(WHAT IS NEEDED):
In the entries below, find the line with "Question. For every instance of the green" and the line with "Question. For every instance of the forearm". Reproduce those two lines and every line between them exactly, and nothing more.

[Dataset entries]
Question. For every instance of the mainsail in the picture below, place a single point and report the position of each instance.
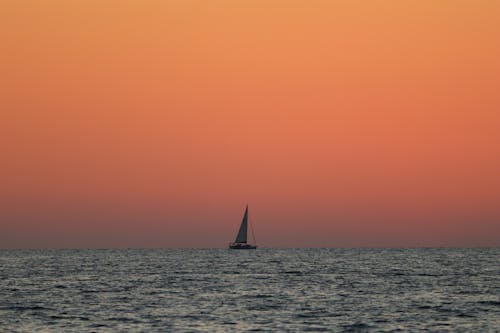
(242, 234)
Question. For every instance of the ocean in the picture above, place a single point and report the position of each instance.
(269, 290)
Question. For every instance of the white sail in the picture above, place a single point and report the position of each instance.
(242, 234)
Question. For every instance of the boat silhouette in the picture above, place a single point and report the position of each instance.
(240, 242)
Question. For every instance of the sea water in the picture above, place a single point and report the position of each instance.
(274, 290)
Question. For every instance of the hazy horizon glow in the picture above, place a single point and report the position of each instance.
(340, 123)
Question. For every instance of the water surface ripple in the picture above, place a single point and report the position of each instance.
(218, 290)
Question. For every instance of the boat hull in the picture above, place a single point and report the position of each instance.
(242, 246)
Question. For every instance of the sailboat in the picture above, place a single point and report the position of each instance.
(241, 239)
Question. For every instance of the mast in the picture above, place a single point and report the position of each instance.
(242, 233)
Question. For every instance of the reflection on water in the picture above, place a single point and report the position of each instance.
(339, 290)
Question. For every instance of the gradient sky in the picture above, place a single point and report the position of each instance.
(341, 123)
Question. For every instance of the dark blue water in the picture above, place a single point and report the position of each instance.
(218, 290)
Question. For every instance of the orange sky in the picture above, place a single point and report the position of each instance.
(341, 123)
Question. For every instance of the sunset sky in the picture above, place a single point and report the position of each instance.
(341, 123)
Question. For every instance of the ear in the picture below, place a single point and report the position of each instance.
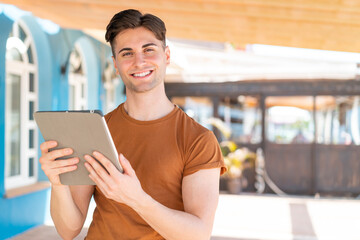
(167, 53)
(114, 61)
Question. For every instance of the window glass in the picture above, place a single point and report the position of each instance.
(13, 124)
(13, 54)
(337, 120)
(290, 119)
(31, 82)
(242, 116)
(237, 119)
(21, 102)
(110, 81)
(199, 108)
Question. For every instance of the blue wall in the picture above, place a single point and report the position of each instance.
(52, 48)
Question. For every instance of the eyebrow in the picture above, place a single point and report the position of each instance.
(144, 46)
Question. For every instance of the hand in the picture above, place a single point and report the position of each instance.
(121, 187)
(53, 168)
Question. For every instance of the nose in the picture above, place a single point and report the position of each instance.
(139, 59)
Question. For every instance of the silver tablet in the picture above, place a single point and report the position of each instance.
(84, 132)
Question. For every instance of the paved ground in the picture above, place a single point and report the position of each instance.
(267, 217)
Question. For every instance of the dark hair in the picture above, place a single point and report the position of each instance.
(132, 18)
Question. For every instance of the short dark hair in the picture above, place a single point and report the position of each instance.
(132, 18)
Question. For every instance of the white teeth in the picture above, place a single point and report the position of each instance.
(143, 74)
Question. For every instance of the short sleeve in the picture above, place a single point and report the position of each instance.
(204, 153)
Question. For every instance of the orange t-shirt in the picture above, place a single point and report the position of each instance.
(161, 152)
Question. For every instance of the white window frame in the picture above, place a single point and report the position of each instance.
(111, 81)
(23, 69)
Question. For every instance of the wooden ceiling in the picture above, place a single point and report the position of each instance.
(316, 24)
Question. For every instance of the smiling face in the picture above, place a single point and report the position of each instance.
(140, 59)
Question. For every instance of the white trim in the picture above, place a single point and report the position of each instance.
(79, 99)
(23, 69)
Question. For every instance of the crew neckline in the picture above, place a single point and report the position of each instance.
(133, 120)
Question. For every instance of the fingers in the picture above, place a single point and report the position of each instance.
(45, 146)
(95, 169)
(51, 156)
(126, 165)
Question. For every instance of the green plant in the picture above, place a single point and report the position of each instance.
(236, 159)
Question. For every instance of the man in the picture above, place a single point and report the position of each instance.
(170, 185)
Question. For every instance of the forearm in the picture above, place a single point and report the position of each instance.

---

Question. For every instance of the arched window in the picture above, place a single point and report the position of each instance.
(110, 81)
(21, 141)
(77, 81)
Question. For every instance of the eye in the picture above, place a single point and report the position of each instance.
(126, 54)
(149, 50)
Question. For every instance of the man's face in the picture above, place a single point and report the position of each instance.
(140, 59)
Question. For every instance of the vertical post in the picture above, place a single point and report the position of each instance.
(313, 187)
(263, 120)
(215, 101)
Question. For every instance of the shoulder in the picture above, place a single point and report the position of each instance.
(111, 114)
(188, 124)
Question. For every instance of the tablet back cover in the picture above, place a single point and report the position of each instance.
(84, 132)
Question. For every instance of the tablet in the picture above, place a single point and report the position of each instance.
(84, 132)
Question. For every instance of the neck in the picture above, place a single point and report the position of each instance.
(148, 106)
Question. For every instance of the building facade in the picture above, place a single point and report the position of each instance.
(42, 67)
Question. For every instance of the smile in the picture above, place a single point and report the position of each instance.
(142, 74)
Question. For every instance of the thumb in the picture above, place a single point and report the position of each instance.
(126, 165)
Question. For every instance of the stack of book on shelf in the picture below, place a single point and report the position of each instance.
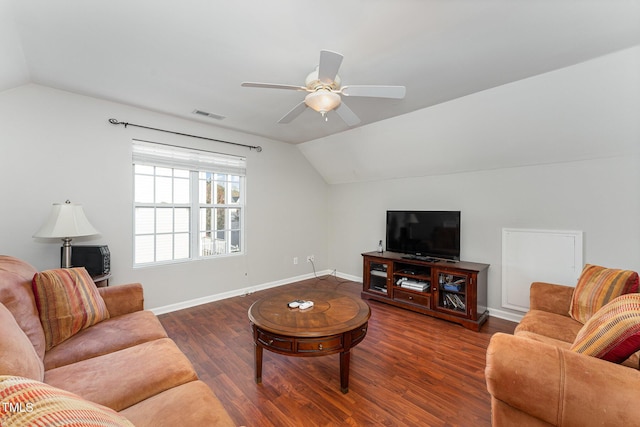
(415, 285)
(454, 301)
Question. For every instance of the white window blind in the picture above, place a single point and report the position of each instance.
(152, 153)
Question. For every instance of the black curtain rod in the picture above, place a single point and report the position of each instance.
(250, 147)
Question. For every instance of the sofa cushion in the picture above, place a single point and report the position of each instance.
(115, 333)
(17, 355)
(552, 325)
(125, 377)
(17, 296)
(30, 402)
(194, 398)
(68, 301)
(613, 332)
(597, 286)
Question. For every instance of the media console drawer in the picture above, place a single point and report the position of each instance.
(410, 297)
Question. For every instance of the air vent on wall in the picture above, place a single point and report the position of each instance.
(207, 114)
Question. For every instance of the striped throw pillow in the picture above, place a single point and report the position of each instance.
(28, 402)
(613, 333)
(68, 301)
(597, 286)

(ANSWER BOX):
Question. For every instance of the green plant in the picture above, place a single point and report the position of each instance.
(236, 159)
Question. For every instance of the man in the picture above, place a single point and report the position of each instance.
(170, 185)
Question. For every instance of the forearm in the picture above, place a single point and report the position of each instance.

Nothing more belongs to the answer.